**Task objective**
Emit the line that holds "the doorway opening" and all lines following it through the end of the data, verbatim, and nothing else.

**Data supplied**
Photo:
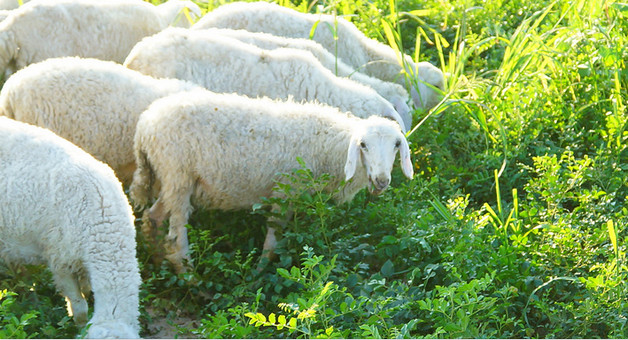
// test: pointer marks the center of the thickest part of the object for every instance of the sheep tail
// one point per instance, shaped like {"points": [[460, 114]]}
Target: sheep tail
{"points": [[8, 48], [141, 188]]}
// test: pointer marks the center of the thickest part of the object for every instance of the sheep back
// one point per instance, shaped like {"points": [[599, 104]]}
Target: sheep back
{"points": [[94, 104], [88, 28], [211, 61], [61, 207], [234, 146]]}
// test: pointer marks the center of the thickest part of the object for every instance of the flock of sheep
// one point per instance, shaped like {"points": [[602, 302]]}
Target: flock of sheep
{"points": [[206, 115]]}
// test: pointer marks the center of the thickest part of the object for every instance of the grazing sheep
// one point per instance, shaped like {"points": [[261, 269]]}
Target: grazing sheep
{"points": [[106, 30], [92, 103], [354, 48], [224, 151], [392, 92], [6, 5], [223, 64], [4, 14], [61, 207]]}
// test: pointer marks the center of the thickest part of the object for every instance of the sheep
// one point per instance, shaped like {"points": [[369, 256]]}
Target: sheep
{"points": [[354, 48], [92, 103], [392, 92], [7, 5], [106, 30], [224, 151], [61, 207], [224, 64]]}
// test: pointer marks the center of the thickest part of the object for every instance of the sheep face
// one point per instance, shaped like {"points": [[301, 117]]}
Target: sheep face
{"points": [[375, 147]]}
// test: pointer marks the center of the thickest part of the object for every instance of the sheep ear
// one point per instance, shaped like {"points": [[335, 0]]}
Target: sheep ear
{"points": [[352, 159], [406, 162]]}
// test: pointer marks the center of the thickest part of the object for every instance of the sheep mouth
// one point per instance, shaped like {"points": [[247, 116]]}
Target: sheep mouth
{"points": [[376, 190]]}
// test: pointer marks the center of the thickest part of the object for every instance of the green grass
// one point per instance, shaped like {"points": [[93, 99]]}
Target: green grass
{"points": [[514, 226]]}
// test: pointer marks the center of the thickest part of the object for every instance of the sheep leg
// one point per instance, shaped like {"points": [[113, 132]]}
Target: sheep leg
{"points": [[68, 285], [177, 246], [270, 242], [156, 216]]}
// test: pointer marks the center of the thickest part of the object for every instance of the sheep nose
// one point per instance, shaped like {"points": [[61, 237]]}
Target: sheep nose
{"points": [[382, 183]]}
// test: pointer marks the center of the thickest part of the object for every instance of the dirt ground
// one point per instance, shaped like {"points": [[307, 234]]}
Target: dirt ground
{"points": [[163, 327]]}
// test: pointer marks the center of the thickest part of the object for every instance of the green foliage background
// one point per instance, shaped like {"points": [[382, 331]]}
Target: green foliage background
{"points": [[514, 226]]}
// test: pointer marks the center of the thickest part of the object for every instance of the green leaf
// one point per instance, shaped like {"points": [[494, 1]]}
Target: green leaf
{"points": [[292, 323], [388, 269], [613, 236], [281, 320]]}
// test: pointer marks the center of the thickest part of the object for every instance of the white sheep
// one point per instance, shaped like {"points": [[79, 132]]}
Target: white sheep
{"points": [[394, 93], [224, 151], [106, 30], [7, 5], [94, 104], [61, 207], [353, 47], [224, 64]]}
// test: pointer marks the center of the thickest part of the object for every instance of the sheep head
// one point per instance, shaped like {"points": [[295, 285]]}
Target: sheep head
{"points": [[374, 145]]}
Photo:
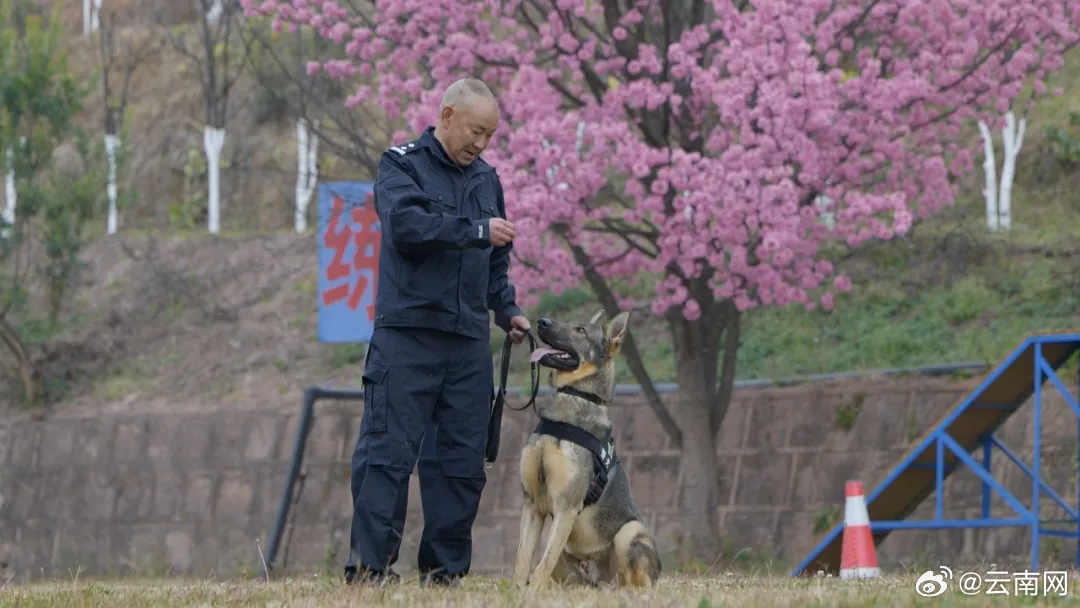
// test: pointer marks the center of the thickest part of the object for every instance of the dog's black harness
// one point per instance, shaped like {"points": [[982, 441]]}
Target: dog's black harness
{"points": [[603, 449], [604, 456]]}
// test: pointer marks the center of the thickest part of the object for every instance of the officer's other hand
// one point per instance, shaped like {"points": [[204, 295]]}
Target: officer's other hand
{"points": [[500, 231], [517, 327]]}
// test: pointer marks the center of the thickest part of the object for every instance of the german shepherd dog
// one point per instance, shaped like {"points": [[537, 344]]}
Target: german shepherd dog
{"points": [[558, 473]]}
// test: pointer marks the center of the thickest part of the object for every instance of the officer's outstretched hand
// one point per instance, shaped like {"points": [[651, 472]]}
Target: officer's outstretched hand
{"points": [[517, 327], [500, 232]]}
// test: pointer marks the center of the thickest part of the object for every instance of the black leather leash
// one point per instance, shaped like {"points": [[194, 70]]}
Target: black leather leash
{"points": [[499, 396]]}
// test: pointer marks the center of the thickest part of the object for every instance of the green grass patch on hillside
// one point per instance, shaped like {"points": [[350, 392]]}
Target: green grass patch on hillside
{"points": [[950, 292]]}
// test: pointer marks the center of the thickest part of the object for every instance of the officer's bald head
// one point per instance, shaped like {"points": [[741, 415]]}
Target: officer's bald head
{"points": [[468, 118]]}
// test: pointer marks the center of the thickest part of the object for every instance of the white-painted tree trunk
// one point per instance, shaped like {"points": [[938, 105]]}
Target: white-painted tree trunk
{"points": [[999, 205], [577, 150], [828, 217], [990, 173], [91, 15], [1013, 137], [307, 171], [213, 143], [111, 145], [215, 11], [10, 194]]}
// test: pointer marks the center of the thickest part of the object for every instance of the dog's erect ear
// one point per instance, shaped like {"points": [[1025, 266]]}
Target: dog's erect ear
{"points": [[596, 318], [615, 332]]}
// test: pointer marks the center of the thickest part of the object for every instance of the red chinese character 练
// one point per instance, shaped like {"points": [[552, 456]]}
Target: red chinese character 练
{"points": [[337, 238]]}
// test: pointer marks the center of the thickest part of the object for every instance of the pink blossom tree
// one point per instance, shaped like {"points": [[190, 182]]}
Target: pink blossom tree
{"points": [[699, 143]]}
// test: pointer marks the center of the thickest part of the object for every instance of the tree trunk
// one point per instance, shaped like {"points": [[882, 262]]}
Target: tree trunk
{"points": [[700, 409], [699, 474], [10, 338]]}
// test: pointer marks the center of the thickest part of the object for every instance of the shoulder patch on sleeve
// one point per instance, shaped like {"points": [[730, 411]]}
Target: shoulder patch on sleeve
{"points": [[405, 148]]}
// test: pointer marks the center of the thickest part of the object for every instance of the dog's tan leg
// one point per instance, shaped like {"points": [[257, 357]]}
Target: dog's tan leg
{"points": [[528, 538], [636, 562], [561, 527], [568, 570]]}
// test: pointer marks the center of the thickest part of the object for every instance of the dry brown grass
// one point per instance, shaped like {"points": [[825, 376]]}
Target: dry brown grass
{"points": [[730, 590]]}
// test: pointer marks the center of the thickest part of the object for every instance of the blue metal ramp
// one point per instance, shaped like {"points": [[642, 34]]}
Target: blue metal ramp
{"points": [[948, 444]]}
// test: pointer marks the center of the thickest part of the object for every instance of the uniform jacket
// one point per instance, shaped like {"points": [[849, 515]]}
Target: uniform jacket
{"points": [[437, 269]]}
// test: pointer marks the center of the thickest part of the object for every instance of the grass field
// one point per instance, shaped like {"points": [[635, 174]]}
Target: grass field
{"points": [[730, 590]]}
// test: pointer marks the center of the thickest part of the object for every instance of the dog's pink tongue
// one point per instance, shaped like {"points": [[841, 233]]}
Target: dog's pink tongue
{"points": [[540, 352]]}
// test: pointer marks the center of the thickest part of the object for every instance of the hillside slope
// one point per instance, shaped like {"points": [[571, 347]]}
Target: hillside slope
{"points": [[188, 318]]}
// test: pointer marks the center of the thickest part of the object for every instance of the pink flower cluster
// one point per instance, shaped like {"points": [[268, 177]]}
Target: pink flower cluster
{"points": [[703, 156]]}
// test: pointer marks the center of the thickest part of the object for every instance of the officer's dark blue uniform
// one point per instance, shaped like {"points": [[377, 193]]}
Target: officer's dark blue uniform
{"points": [[429, 369]]}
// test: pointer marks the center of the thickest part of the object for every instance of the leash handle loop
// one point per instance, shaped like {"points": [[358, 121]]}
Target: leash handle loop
{"points": [[499, 397]]}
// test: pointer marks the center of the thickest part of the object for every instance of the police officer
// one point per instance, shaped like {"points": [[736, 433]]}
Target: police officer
{"points": [[428, 379]]}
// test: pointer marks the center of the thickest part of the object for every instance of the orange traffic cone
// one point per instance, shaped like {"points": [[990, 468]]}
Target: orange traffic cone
{"points": [[858, 555]]}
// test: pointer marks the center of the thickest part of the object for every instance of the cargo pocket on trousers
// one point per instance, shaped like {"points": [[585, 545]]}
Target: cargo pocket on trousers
{"points": [[375, 401]]}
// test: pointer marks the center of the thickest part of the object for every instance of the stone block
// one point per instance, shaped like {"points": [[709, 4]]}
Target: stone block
{"points": [[134, 491], [192, 442], [130, 438], [7, 433], [234, 500], [491, 549], [327, 438], [170, 486], [24, 446], [262, 438], [875, 423], [769, 423], [199, 498], [179, 550], [651, 480], [637, 427], [57, 440], [229, 434], [729, 438], [764, 480], [92, 442], [744, 530], [820, 477]]}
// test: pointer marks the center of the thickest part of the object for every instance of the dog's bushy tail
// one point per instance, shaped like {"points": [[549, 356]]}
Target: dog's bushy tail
{"points": [[636, 556]]}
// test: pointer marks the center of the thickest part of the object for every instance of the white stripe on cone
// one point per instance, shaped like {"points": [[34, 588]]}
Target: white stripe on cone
{"points": [[858, 542]]}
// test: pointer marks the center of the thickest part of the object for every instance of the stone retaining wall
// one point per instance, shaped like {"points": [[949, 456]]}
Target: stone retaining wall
{"points": [[196, 491]]}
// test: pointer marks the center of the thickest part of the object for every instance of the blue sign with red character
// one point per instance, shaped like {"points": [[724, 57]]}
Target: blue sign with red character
{"points": [[349, 237]]}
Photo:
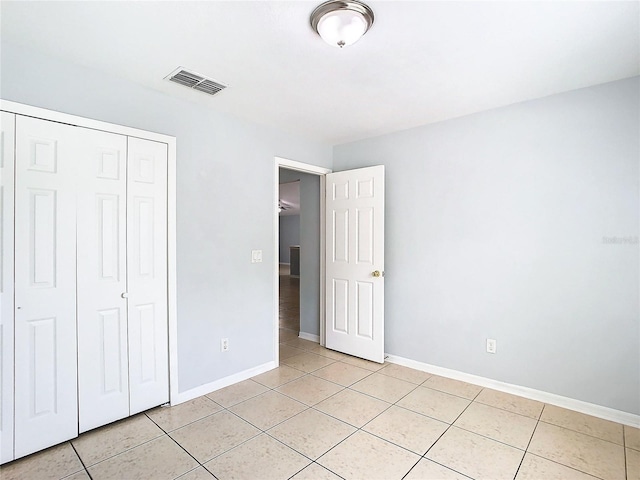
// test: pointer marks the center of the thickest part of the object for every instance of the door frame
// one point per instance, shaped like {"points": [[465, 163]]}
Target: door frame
{"points": [[55, 116], [321, 172]]}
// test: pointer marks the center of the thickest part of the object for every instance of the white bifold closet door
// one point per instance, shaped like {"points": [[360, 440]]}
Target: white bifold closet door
{"points": [[103, 371], [7, 132], [122, 277], [147, 274], [46, 406]]}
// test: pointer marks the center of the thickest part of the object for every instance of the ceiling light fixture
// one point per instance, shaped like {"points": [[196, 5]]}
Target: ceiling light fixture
{"points": [[341, 23]]}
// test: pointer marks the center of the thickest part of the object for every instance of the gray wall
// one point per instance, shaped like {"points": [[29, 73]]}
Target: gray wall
{"points": [[289, 235], [309, 248], [494, 228], [220, 159]]}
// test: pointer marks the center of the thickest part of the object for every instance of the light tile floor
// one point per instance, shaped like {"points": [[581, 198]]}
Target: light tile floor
{"points": [[324, 415]]}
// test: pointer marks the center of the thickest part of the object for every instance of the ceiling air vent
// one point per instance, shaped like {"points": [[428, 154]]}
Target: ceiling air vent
{"points": [[195, 81]]}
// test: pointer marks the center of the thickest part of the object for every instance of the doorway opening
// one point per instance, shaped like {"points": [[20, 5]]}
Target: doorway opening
{"points": [[308, 289], [289, 258]]}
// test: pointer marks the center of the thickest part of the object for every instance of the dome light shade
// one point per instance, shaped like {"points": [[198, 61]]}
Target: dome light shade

**Task result**
// test: pointer marks the center of the thickest part of the object for every instance of the doorway opening
// one point per instance, shaped like {"points": [[20, 5]]}
Target: doorway opening
{"points": [[308, 289], [289, 258]]}
// test: pointer marks the center of the thickest part of the object for every instance of the dome light shade
// one point per instance, shaped like {"points": [[198, 61]]}
Target: dome light shade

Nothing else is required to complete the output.